Short task »
Pick out every line below that contains the word "horizon", and copy each of those lines.

Dataset content »
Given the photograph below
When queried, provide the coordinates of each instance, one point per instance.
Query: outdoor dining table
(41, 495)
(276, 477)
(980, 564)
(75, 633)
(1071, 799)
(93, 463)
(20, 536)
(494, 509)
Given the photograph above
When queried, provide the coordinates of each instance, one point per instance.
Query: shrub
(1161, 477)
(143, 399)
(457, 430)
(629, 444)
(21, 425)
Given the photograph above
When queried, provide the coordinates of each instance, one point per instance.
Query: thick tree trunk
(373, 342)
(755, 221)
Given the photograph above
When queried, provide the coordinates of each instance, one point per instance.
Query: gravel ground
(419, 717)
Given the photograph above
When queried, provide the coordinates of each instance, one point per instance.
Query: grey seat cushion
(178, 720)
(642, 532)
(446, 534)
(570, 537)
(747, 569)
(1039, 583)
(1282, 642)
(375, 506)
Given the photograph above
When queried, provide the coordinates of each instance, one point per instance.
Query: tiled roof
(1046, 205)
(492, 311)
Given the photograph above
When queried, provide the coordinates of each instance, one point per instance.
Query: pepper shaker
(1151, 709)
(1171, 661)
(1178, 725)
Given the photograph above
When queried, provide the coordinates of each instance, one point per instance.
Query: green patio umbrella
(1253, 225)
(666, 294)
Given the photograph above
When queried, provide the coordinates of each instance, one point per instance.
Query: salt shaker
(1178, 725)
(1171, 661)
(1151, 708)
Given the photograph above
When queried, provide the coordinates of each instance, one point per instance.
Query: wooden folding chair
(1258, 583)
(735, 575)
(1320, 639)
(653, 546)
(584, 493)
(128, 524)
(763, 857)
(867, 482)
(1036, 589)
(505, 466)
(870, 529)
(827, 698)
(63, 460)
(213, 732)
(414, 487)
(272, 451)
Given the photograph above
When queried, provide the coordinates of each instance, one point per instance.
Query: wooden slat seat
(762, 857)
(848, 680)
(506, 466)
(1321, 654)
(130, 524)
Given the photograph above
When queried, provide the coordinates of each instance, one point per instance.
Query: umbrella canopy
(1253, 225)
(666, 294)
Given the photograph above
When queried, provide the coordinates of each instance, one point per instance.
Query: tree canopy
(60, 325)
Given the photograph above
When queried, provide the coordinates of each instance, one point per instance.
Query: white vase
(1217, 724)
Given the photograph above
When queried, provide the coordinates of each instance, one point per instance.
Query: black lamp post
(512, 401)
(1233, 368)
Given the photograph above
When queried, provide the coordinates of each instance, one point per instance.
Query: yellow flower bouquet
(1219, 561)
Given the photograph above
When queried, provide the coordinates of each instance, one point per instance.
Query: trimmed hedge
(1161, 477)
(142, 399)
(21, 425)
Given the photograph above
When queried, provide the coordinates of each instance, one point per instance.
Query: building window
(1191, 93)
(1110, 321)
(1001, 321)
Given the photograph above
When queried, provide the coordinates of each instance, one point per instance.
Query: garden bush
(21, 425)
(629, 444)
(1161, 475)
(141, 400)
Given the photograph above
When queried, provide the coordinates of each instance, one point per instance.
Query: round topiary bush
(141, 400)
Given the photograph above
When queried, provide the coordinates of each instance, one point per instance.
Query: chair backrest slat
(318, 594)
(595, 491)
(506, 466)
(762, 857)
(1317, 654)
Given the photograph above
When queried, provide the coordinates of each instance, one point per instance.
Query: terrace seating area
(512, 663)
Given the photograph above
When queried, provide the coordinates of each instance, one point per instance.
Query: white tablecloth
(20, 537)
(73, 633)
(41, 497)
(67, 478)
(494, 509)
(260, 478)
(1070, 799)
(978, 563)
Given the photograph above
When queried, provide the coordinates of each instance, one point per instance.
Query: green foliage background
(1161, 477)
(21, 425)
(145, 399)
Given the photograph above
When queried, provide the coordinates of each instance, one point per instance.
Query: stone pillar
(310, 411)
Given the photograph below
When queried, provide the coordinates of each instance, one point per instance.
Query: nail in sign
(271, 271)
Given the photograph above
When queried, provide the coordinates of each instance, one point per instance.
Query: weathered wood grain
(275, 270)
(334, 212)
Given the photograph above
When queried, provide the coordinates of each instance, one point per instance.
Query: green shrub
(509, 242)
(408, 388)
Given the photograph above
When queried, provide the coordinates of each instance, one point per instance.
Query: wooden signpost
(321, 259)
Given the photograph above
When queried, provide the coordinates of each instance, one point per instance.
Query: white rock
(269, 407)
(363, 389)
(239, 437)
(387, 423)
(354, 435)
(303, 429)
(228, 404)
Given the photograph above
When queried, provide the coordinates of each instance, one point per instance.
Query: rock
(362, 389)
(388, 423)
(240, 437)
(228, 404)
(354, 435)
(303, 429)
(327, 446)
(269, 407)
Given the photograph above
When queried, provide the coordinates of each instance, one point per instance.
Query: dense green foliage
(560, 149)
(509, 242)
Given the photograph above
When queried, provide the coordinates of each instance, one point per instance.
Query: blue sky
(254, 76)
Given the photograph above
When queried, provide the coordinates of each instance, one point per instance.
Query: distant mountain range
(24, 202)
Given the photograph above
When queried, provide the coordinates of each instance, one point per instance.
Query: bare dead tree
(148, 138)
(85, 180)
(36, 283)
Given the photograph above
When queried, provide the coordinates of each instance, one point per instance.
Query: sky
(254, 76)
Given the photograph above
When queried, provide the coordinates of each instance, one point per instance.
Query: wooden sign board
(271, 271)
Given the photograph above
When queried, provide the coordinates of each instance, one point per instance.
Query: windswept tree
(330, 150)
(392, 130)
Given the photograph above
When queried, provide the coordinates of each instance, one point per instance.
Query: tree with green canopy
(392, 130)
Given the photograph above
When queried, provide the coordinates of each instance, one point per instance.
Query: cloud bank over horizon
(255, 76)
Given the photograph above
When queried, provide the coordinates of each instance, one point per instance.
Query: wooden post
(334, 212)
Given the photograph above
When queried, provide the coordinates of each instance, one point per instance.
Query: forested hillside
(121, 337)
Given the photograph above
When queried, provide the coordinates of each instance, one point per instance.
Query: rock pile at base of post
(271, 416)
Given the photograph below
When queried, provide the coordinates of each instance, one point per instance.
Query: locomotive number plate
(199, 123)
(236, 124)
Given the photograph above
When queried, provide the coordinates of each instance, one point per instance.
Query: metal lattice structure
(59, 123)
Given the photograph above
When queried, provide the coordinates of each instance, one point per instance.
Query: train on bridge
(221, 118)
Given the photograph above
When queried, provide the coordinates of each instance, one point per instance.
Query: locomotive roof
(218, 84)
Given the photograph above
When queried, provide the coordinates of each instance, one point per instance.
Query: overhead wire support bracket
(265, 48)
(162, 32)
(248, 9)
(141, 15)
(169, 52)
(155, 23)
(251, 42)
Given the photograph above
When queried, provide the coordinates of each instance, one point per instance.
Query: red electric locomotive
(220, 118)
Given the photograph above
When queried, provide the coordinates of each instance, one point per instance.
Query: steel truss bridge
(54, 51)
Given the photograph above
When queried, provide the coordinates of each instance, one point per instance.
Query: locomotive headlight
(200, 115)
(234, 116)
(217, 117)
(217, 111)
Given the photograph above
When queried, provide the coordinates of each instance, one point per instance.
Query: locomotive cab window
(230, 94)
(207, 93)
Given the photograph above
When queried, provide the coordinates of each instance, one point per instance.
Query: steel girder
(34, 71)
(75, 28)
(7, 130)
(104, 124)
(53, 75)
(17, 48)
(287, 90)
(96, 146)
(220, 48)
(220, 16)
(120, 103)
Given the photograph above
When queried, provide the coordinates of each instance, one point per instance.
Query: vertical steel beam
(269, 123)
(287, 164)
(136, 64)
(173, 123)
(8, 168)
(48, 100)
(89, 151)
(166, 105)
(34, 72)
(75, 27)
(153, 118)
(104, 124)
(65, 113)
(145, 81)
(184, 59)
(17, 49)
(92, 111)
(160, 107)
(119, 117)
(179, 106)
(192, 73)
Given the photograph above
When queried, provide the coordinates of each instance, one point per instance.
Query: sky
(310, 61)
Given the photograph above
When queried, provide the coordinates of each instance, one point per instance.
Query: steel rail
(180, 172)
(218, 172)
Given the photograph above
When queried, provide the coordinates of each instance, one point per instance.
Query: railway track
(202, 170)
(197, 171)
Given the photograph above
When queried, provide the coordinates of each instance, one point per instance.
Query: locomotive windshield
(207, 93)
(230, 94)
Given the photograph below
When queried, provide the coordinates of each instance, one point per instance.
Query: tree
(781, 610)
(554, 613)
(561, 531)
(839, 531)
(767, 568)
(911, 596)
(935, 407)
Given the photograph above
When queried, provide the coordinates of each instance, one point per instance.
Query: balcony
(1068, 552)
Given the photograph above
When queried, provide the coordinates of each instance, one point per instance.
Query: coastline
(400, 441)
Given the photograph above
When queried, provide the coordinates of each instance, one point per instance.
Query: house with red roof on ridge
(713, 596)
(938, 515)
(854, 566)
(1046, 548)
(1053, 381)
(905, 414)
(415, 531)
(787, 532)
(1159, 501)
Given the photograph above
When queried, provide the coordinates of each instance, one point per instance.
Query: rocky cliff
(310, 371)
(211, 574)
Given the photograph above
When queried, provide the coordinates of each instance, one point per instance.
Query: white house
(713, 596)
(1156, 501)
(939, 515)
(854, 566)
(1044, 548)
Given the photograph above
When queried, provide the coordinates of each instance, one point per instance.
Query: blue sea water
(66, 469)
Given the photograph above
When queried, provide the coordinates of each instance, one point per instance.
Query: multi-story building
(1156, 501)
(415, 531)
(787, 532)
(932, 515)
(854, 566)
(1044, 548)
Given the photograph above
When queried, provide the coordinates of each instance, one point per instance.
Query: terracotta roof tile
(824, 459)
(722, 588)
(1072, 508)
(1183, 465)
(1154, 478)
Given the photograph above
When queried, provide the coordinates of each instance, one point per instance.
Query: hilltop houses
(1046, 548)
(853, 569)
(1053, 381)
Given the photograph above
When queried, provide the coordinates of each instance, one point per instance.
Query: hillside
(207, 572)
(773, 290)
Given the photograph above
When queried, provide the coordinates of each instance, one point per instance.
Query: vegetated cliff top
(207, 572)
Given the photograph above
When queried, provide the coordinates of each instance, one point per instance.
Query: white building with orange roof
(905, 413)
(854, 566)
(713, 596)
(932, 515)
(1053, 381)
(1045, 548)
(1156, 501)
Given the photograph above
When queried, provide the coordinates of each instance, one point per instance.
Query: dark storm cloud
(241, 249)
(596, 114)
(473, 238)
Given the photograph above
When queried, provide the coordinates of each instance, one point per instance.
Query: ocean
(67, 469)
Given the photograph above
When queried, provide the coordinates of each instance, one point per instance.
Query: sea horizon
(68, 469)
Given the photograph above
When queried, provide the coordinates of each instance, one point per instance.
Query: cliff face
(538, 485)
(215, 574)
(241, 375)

Complete response »
Query: cloud bank over horizon
Query: sea horizon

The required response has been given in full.